::: SELECTED EXCERPT

简体   繁体   中英

python: find first string in string

Given a string and a list of substrings I want to the first position any substring occurs in the string. If no substring occurs, return 0. I want to ignore case.

Is there something more pythonic than:

given = 'Iamfoothegreat'
targets = ['foo', 'bar', 'grea', 'other']
res = len(given)
for t in targets:
    i = given.lower().find(t)
    if i > -1 and i < res:
        res = i

if res == len(given):
    result = 0
else:
    result = res

That code works, but seems inefficient.

I would not return 0 as the could be the start index, either use -1, None or some other value that is not a possibility, you can simply use a try/except and return the index:

def get_ind(s, targ):
    s = s.lower() 
    for t in targets:
        try:            
            return s.index(t.lower())
        except ValueError:
            pass
    return None # -1, False ...

If you want to ignore case for the input string also then set s = s.lower() before the loop.

You could also do something like:

def get_ind_next(s, targ):
   s = s.lower() 
   return next((s.index(t) for t in map(str.lower,targ) if t in s), None)

But that is doing at worst two lookups for each substring as opposed to one with a try/except. It will at least also short circuit on the first match.

If you actually want the min of all then change to:

def get_ind(s, targ):
    s = s.lower()
    mn = float("inf")
    for t in targ:
        try:
            i = s.index(t.lower()) 
            if i < mn:
                mn = i 
        except ValueError:
            pass
    return mn   

def get_ind_next(s, targ):
   s = s.lower()
   return min((s.index(t) for t in map(str.lower, targ) if t in s), default=None)

The default=None only works in python >= 3.4 so if you are using python2 then you are going to have to slightly change the logic.

Timings python3:

In [29]: s = "hello world" * 5000
In [30]:  s += "grea" + s
In [25]: %%timeit
   ....: targ = [re.escape(x) for x in targets]
   ....: pattern = r"%(pattern)s" % {'pattern' : "|".join(targ)}
   ....: firstMatch = next(re.finditer(pattern, s, re.IGNORECASE),None)
   ....: if firstMatch:
   ....:     pass
   ....: 
100 loops, best of 3: 5.11 ms per loop
In [18]: timeit get_ind_next(s, targets)
1000 loops, best of 3: 691 µs per loop

In [19]: timeit get_ind(s, targets)
1000 loops, best of 3: 627 µs per loop

In [20]:  timeit  min([s.lower().find(x.lower()) for x in targets if x.lower() in s.lower()] or [0])
1000 loops, best of 3: 1.03 ms per loop

In [21]: s = 'Iamfoothegreat'
In [22]: targets = ['bar', 'grea', 'other','foo']
In [23]: get_ind_next(s, targets) == get_ind(s, targets) ==  min([s.lower().find(x.lower()) for x in targets if x.lower() in s.lower()] or [0])

::::::
::: DATA ROWS

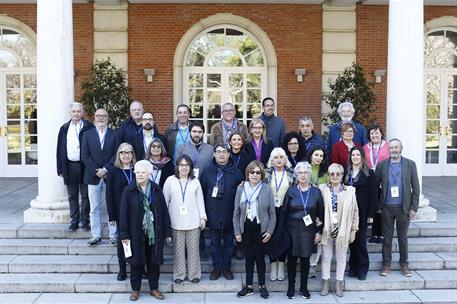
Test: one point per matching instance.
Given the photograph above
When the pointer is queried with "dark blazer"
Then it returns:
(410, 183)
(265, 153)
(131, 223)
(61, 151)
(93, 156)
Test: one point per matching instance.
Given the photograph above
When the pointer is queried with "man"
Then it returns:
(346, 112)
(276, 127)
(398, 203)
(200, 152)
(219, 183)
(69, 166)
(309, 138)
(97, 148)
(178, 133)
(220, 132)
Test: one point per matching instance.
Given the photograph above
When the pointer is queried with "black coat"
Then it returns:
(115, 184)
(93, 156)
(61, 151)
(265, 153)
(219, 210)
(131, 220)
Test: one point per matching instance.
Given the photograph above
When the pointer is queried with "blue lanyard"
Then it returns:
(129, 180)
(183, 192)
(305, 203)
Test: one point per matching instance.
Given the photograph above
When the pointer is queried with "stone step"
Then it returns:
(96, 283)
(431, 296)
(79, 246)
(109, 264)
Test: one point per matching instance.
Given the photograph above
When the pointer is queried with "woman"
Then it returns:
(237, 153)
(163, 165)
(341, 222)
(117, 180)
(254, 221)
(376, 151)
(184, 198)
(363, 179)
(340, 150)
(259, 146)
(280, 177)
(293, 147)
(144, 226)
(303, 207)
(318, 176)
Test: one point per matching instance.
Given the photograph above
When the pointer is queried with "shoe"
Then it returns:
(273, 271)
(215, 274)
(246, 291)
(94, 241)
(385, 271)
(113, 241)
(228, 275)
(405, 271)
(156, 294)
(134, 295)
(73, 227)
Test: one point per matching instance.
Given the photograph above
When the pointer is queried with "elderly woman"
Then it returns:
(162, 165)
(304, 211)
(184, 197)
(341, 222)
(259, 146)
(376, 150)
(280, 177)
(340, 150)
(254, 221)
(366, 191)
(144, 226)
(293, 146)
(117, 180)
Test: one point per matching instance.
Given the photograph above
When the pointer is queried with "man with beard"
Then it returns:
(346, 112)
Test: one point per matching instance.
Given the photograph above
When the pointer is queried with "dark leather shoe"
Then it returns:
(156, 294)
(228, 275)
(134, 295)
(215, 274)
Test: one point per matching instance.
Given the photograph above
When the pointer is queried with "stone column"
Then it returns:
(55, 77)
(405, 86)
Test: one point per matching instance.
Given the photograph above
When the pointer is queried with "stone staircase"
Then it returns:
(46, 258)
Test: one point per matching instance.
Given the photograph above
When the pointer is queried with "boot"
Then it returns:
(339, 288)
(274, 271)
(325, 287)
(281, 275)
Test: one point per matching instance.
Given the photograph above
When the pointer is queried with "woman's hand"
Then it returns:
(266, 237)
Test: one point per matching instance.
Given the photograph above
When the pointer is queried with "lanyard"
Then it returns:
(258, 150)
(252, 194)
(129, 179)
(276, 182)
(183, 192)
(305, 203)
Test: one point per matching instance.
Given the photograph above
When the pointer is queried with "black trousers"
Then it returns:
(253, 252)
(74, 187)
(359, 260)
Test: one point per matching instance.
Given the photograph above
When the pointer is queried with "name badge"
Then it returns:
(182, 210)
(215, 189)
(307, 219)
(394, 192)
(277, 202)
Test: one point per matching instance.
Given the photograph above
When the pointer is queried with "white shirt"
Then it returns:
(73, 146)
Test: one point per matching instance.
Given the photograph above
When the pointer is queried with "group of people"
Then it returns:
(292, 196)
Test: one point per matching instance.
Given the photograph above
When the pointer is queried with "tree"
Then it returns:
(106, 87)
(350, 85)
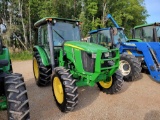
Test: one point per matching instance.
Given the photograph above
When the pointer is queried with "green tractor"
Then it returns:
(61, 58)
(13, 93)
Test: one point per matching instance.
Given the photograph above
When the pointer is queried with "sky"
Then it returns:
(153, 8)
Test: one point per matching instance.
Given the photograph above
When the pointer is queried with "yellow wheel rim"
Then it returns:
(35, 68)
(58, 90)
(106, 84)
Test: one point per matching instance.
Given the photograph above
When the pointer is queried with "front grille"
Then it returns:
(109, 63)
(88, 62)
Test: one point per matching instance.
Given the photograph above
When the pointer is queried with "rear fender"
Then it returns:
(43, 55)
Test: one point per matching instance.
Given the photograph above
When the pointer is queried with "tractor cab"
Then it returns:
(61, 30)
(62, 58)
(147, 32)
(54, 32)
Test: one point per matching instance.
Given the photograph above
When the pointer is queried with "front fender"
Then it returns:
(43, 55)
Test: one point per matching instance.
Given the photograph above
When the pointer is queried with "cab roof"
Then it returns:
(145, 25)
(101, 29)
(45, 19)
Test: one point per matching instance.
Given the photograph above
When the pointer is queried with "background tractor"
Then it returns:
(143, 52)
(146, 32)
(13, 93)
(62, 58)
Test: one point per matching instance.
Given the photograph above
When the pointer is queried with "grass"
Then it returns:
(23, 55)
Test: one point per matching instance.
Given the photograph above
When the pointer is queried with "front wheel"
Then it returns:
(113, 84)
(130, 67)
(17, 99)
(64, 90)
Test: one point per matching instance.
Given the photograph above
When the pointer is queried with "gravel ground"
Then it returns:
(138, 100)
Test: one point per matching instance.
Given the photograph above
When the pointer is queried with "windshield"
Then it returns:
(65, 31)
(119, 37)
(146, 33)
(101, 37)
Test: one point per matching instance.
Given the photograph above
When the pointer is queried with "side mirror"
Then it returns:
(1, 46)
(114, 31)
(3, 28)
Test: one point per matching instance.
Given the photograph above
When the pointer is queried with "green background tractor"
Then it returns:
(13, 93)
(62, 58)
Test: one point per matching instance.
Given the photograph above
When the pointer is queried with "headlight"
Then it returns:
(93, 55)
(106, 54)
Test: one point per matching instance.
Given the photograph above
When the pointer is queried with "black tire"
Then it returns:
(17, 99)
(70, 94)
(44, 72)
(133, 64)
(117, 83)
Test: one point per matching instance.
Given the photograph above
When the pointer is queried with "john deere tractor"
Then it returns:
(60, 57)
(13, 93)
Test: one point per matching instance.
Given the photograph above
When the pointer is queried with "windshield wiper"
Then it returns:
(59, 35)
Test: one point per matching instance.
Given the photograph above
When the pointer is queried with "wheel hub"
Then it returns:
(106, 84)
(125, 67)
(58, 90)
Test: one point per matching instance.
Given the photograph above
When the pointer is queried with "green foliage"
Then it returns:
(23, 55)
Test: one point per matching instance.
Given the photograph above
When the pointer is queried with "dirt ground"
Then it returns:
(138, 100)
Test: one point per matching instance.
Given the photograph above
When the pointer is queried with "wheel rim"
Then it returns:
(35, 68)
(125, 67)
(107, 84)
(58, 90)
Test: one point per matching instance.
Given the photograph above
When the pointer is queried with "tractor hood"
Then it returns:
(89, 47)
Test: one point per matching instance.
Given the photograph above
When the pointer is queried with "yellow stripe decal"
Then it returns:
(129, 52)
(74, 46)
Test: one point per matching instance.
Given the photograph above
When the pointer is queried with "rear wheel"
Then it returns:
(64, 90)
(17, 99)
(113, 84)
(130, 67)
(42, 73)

::::::
::: DATA ROWS

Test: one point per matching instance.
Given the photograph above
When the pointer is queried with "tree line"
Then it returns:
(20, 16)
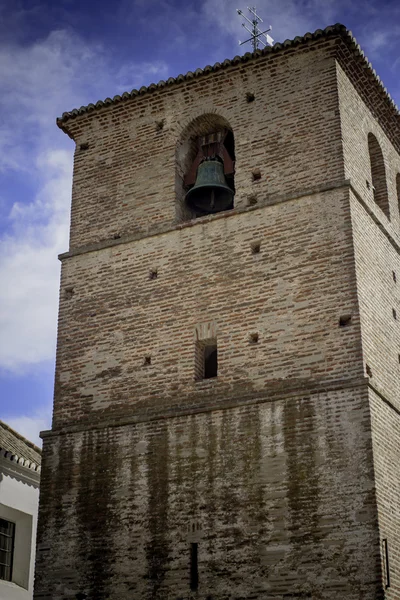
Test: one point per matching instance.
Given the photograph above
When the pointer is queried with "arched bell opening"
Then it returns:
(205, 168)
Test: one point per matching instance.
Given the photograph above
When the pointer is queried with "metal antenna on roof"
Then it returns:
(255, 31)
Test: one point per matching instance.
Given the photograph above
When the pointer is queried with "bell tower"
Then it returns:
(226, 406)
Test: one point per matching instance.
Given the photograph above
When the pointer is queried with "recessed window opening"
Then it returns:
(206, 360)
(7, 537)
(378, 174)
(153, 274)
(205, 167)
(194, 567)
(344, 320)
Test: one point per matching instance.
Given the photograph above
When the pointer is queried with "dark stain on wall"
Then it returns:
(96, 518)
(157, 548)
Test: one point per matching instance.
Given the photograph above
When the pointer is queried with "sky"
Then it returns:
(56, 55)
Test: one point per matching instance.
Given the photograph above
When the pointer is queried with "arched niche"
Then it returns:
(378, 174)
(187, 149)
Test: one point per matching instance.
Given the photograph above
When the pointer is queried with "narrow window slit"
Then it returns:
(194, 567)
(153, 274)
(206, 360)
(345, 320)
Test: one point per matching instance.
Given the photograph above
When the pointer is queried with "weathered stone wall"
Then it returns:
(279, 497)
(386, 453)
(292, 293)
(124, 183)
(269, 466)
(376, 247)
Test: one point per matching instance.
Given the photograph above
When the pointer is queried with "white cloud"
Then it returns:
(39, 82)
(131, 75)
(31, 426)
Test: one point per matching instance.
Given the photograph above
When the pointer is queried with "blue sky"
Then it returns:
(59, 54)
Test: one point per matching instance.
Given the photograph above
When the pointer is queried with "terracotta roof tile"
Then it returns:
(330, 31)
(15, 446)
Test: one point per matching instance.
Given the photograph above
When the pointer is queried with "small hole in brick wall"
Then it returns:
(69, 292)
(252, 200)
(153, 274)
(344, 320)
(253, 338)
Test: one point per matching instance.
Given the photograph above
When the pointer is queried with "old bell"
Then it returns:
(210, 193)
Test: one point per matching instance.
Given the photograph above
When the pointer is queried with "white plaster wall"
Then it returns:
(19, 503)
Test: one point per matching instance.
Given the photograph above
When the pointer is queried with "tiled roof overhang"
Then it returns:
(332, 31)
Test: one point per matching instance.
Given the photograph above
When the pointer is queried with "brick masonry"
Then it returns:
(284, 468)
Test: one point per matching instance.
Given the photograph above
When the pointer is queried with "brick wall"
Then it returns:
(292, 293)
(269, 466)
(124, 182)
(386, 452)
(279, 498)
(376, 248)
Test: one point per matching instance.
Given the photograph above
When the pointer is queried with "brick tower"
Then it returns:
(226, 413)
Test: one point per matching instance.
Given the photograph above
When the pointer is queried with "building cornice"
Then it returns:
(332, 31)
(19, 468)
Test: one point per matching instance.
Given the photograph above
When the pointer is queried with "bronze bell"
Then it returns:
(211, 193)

::::::

- EXERCISES
A - "front" is the string to look for: extract every line of the records that contains it.
B - Carry on the Python substring-search thread from the point where it stops.

- RESPONSE LIST
A -
When the pointer is queried with "front grille"
When the pointer is queried with "front fender"
When the pointer is queried with "front wheel"

B -
Out[24]: True

Python2:

In [13]: s = "hello world" * 5000
In [14]:  s += "grea" + s

In [15]: targets = ['foo', 'bar', 'grea', 'other']
In [16]: timeit get_ind(s, targets)1000 loops, 
best of 3: 322 µs per loop

In [17]:  timeit  min([s.lower().find(x.lower()) for x in targets if x.lower() in s.lower()] or [0])
1000 loops, best of 3: 710 µs per loop

In [18]: get_ind(s, targets) ==  min([s.lower().find(x.lower()) for x in targets if x.lower() in s.lower()] or [0])
Out[18]: True

You can also combine the first with min:

def get_ind(s, targ):
    s,mn = s.lower(), None
    for t in targ:
        try:
            mn = s.index(t.lower())
            yield mn
        except ValueError:
            pass
    yield mn

Which does the same job, it is just a bit nicer and maybe slightly faster:

In [45]: min(get_ind(s, targets))
Out[45]: 55000

In [46]: timeit min(get_ind(s, targets))
1000 loops, best of 3: 317 µs per loop

Use regex

Another example just use regex, cause think the python regex implementation is super fast. Not my regex function is

import re

given = 'IamFoothegreat'
targets = ['foo', 'bar', 'grea', 'other']

targets = [re.escape(x) for x in targets]    
pattern = r"%(pattern)s" % {'pattern' : "|".join(targets)}
firstMatch = next(re.finditer(pattern, given, re.IGNORECASE),None)
if firstMatch:
    print firstMatch.start()
    print firstMatch.group()

Output is

3
foo

If nothing is found output is nothing. Should be self explained to check if nothing is found.

Much more normal not really pythonic

Give you the matched string, too

given = 'Iamfoothegreat'.lower()
targets = ['foo', 'bar', 'grea', 'other']

dct = {'pos' : - 1, 'string' : None};
given = given.lower()

for t in targets:
    i = given.find(t)
    if i > -1 and (i < list['pos'] or list['pos'] == -1):
        dct['pos'] = i;
        dct['string'] = t;

print dct

Output is:

{'pos': 3, 'string': 'foo'}

If element is not found:

{'pos': -1, 'string': None}

Performance Comparision of both

with this string and pattern

given = "hello world" * 5000
given += "grea" + given
targets = ['foo', 'bar', 'grea', 'other']

1000 loops with timeit:

regex approach: 4.08629107475 sec for 1000
normal approach: 1.80048894882 sec for 1000

10 loops. Now with much bigger targets (targets * 1000):

normal approach: 4.06895017624 for 10
regex approach: 34.8153910637 for 10

You could use the following:

answer = min([given.lower().find(x.lower()) for x in targets 
    if x.lower() in given.lower()] or [0])

Demo 1

given = 'Iamfoothegreat'
targets = ['foo', 'bar', 'grea', 'other']

answer = min([given.lower().find(x.lower()) for x in targets 
    if x.lower() in given.lower()] or [0])
print(answer)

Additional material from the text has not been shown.